= Exercise aim =
Copy out, word for word, everything in the lines below from the one containing "Place one pin on each instance of the aircraft door, positioned" down to the end of the lines.

(Items in a dataset)
[Begin]
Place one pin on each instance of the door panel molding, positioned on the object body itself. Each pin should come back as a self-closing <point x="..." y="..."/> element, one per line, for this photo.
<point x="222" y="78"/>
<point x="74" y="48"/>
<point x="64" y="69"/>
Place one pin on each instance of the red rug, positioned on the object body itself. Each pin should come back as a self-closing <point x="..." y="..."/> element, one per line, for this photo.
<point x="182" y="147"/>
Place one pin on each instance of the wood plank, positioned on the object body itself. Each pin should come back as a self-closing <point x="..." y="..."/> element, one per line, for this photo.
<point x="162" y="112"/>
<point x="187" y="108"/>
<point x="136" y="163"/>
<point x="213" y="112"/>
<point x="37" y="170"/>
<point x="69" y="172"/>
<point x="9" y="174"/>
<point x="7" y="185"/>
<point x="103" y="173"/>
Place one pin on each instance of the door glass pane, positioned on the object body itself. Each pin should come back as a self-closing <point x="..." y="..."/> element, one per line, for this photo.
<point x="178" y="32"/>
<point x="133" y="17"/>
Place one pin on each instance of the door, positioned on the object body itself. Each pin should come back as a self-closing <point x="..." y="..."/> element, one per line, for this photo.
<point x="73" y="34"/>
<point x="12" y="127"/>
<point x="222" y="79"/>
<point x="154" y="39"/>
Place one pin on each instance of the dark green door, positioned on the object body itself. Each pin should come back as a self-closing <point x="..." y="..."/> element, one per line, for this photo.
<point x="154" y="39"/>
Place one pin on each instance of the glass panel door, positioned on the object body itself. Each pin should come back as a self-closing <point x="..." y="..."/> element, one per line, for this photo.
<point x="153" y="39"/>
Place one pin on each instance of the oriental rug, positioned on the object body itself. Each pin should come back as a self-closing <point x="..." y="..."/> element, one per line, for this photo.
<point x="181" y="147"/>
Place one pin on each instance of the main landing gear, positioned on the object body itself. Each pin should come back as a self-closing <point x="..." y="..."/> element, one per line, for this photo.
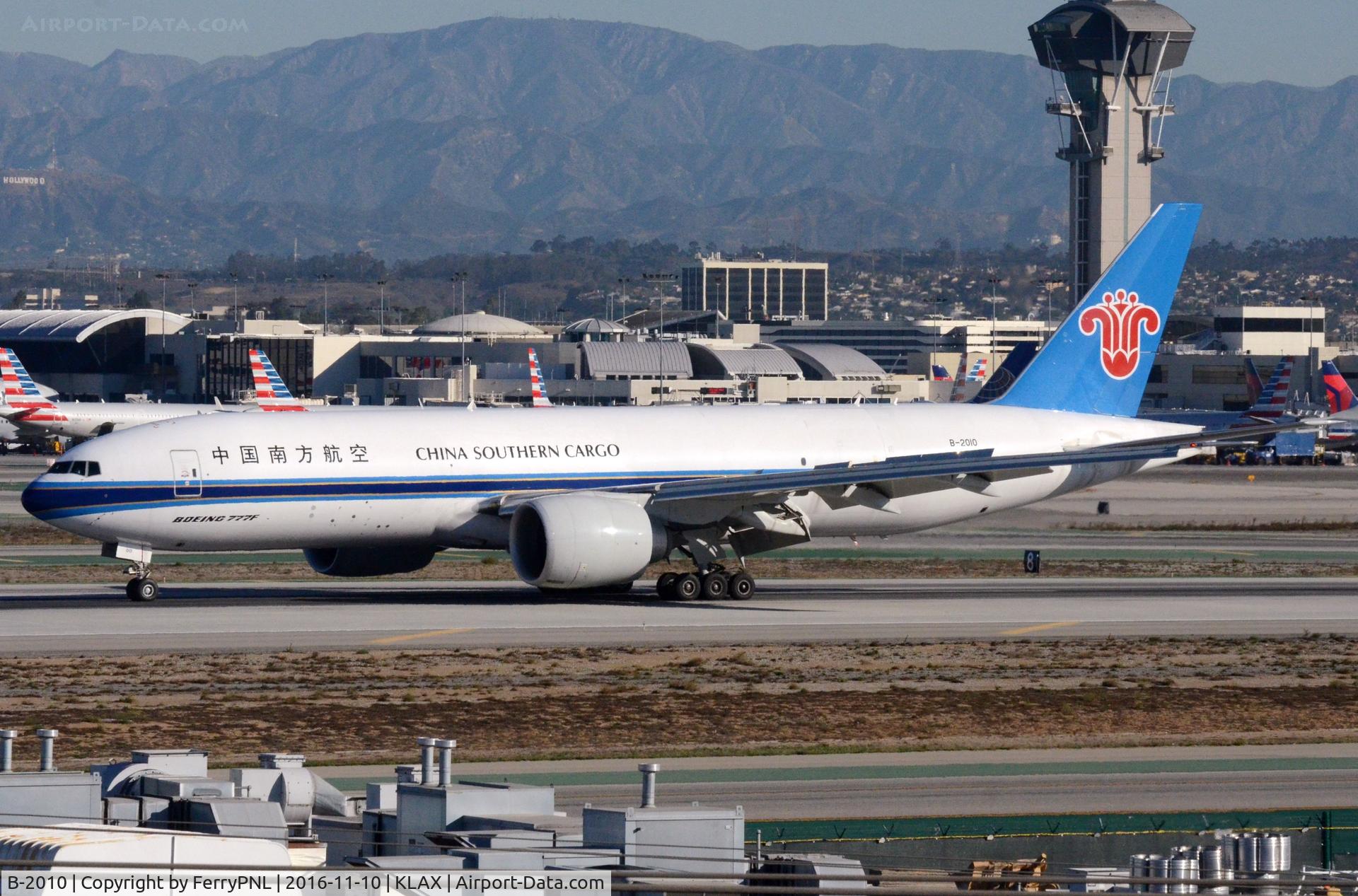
<point x="716" y="583"/>
<point x="141" y="587"/>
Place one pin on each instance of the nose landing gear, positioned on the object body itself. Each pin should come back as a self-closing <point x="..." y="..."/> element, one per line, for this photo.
<point x="143" y="588"/>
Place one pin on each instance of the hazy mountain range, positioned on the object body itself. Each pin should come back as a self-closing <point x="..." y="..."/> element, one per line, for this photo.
<point x="492" y="134"/>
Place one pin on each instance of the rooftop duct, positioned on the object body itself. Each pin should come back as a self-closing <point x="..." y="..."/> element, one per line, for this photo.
<point x="45" y="757"/>
<point x="648" y="784"/>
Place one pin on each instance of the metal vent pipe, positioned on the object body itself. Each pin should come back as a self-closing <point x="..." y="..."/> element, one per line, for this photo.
<point x="446" y="760"/>
<point x="648" y="784"/>
<point x="425" y="758"/>
<point x="47" y="736"/>
<point x="7" y="748"/>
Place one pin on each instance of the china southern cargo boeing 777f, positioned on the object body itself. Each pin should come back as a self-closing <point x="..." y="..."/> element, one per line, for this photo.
<point x="587" y="497"/>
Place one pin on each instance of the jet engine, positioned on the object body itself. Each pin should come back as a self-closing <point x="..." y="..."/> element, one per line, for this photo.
<point x="583" y="540"/>
<point x="351" y="562"/>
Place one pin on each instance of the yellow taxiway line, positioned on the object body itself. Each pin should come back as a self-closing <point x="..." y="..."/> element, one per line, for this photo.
<point x="1042" y="627"/>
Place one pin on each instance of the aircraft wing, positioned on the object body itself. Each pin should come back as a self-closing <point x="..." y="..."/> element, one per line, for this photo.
<point x="893" y="477"/>
<point x="968" y="467"/>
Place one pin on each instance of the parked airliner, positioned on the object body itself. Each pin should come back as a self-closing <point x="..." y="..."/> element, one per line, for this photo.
<point x="588" y="497"/>
<point x="23" y="405"/>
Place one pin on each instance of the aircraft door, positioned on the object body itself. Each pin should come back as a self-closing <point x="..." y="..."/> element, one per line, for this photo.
<point x="187" y="474"/>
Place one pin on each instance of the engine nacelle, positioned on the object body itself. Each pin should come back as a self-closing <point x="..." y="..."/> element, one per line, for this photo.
<point x="583" y="540"/>
<point x="351" y="562"/>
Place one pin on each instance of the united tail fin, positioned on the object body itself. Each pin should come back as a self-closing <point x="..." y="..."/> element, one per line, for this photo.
<point x="1338" y="394"/>
<point x="1015" y="364"/>
<point x="271" y="391"/>
<point x="1254" y="383"/>
<point x="1101" y="357"/>
<point x="959" y="382"/>
<point x="540" y="398"/>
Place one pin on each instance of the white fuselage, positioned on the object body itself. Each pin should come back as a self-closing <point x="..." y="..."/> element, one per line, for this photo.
<point x="86" y="420"/>
<point x="426" y="475"/>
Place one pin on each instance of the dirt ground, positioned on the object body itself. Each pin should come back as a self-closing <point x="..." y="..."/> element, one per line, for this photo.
<point x="366" y="706"/>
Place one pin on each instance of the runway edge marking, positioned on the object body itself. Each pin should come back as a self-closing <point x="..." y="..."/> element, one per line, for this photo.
<point x="1045" y="626"/>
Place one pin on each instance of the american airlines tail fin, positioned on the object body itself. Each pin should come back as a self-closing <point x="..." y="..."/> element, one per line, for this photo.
<point x="1254" y="383"/>
<point x="959" y="382"/>
<point x="21" y="400"/>
<point x="1015" y="364"/>
<point x="540" y="398"/>
<point x="1101" y="357"/>
<point x="1273" y="397"/>
<point x="1338" y="394"/>
<point x="271" y="391"/>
[End]
= Finished task =
Place one pin on each instance of the aircraft door, positioned on the object body itself. Each pin should come back as a self-closing <point x="..." y="..."/> element, one per line, for this photo.
<point x="187" y="474"/>
Place one pin on each instance of the engine nacelle, positioned on the object body itself. Each pin should come back as a self-closing <point x="..." y="..."/> element, one per line, for this photo.
<point x="583" y="540"/>
<point x="351" y="562"/>
Place one pin on each instance of the united tail fin, positioned on the object body itself. Each pin should come back as a self-closing <point x="..." y="..."/> element, one per line, for this photo.
<point x="1338" y="394"/>
<point x="1015" y="364"/>
<point x="271" y="391"/>
<point x="1254" y="383"/>
<point x="1101" y="357"/>
<point x="959" y="382"/>
<point x="540" y="398"/>
Place one pin on each instance of the white fuselage, positioned on the object body itself. Each pin should come back as a self-closing <point x="..." y="..."/> element, one per line, for this photo.
<point x="86" y="420"/>
<point x="426" y="475"/>
Place one pin on each instance of the dirt ground, positioned on the object body itself. Each pin should come back as a self-closing <point x="..." y="..."/> element, one per line, for this photo.
<point x="366" y="706"/>
Place one pin on each instance of the runway edge marking, positioned on the object body itself. Each pin should come back as a self-closing <point x="..." y="..."/> element, one per line, for this photo.
<point x="1045" y="626"/>
Place one pin on each instance of the american airlines tail fin, positioned on the object body itself. Each pin should come back as a self-closing <point x="..." y="..."/> element, one per line, for this photo.
<point x="1254" y="383"/>
<point x="959" y="382"/>
<point x="21" y="400"/>
<point x="1015" y="364"/>
<point x="540" y="398"/>
<point x="1101" y="357"/>
<point x="1273" y="397"/>
<point x="1338" y="394"/>
<point x="271" y="391"/>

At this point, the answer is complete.